- CONSIGNE
Recopiez l'ensemble des entrées en substituant « nonzero » à « evenodd » partout, sans rien changer d'autre. N'incluez pas les images dans votre réponse.

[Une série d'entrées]
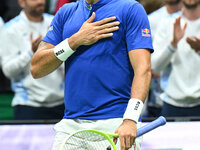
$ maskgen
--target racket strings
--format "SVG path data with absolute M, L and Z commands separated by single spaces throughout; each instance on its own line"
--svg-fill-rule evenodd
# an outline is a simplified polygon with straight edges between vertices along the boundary
M 69 137 L 64 150 L 113 150 L 110 142 L 94 132 L 79 132 Z

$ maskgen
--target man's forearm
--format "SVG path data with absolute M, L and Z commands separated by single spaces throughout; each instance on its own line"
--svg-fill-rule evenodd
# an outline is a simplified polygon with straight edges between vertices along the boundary
M 131 87 L 131 98 L 137 98 L 144 102 L 149 90 L 150 82 L 150 67 L 146 68 L 144 71 L 134 72 L 134 79 Z

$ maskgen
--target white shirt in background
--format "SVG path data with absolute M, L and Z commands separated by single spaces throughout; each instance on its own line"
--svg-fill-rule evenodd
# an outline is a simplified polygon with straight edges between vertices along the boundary
M 200 104 L 200 55 L 186 42 L 186 37 L 200 35 L 200 18 L 189 21 L 182 16 L 181 24 L 187 22 L 187 28 L 177 50 L 172 52 L 169 44 L 173 36 L 174 21 L 175 18 L 166 19 L 159 26 L 153 44 L 155 53 L 152 68 L 160 72 L 171 63 L 168 85 L 161 99 L 174 106 L 193 107 Z
M 30 35 L 33 39 L 45 36 L 53 16 L 43 15 L 43 21 L 31 22 L 24 11 L 5 24 L 3 39 L 2 70 L 11 79 L 15 96 L 12 105 L 54 107 L 64 103 L 63 70 L 33 79 L 30 62 L 33 56 Z

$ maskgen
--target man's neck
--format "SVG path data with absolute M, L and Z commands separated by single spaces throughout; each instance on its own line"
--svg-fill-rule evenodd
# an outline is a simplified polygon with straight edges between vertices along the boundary
M 42 15 L 35 17 L 35 16 L 30 15 L 26 11 L 25 11 L 25 14 L 26 14 L 28 20 L 30 20 L 32 22 L 41 22 L 43 20 L 43 16 Z
M 182 3 L 180 2 L 180 3 L 176 4 L 176 5 L 167 5 L 167 4 L 166 4 L 166 8 L 167 8 L 167 12 L 168 12 L 169 14 L 173 14 L 173 13 L 175 13 L 175 12 L 181 10 L 181 8 L 182 8 Z
M 198 18 L 200 18 L 200 5 L 197 6 L 197 8 L 195 9 L 187 9 L 185 7 L 183 7 L 183 15 L 191 21 L 197 20 Z
M 99 0 L 85 0 L 88 4 L 93 4 L 98 2 Z

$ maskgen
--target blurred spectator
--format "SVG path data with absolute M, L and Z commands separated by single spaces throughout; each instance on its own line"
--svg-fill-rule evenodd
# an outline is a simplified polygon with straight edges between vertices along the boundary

- SOLUTION
$ maskgen
--target racket strings
--format "SVG path data with absolute M, L and Z commands separated by single spaces throughout; each instance on its own line"
--svg-fill-rule nonzero
# an outline is a simplified polygon with straight edges between vertices along the boundary
M 69 137 L 64 150 L 113 150 L 110 142 L 94 132 L 79 132 Z

$ maskgen
--target man's forearm
--format "SVG path data with absolute M, L and Z commands separated by single spaces throughout; each instance on its own line"
--svg-fill-rule nonzero
# an outline is a simplified polygon with straight edges between vertices along the boundary
M 131 87 L 131 98 L 137 98 L 144 102 L 149 90 L 150 82 L 150 67 L 146 68 L 144 71 L 134 72 L 134 79 Z

$ maskgen
--target white shirt in background
--format "SVG path data with absolute M, L and Z commands separated by single spaces throughout; each instance on its own line"
--svg-fill-rule nonzero
# an outline is a simplified polygon with straight edges between vertices along the boundary
M 200 104 L 200 55 L 186 42 L 186 37 L 200 35 L 200 18 L 189 21 L 182 16 L 181 24 L 187 22 L 187 28 L 177 50 L 172 52 L 169 44 L 173 36 L 174 21 L 175 18 L 166 19 L 159 26 L 153 44 L 155 53 L 152 68 L 160 72 L 171 63 L 168 85 L 161 99 L 174 106 L 193 107 Z
M 30 35 L 33 39 L 45 36 L 53 16 L 43 15 L 43 21 L 31 22 L 24 11 L 5 24 L 3 39 L 2 70 L 11 79 L 15 96 L 12 105 L 54 107 L 64 103 L 63 70 L 33 79 L 30 62 L 33 56 Z

$ maskgen
--target man's neck
--format "SVG path data with absolute M, L and Z commands separated by single spaces throughout; each instance on its own line"
--svg-fill-rule nonzero
# an outline is a simplified polygon with straight edges between vertices along the boundary
M 42 15 L 35 17 L 35 16 L 30 15 L 26 11 L 25 11 L 25 14 L 26 14 L 28 20 L 30 20 L 32 22 L 41 22 L 43 20 L 43 16 Z
M 182 3 L 180 2 L 180 3 L 176 4 L 176 5 L 167 5 L 167 4 L 166 4 L 166 8 L 167 8 L 167 12 L 168 12 L 169 14 L 173 14 L 173 13 L 175 13 L 175 12 L 181 10 L 181 8 L 182 8 Z
M 198 18 L 200 18 L 200 5 L 197 6 L 197 8 L 195 9 L 187 9 L 185 7 L 183 7 L 183 15 L 191 21 L 197 20 Z
M 99 0 L 85 0 L 88 4 L 93 4 L 98 2 Z

$ maskgen
--target blurred spectator
--format "SVG path data with absolute M, L and Z commands separated by single spaces throughout; each instance on its own line"
--svg-fill-rule nonzero
# an outline is a simplified polygon with straight edges between vertices along the boundary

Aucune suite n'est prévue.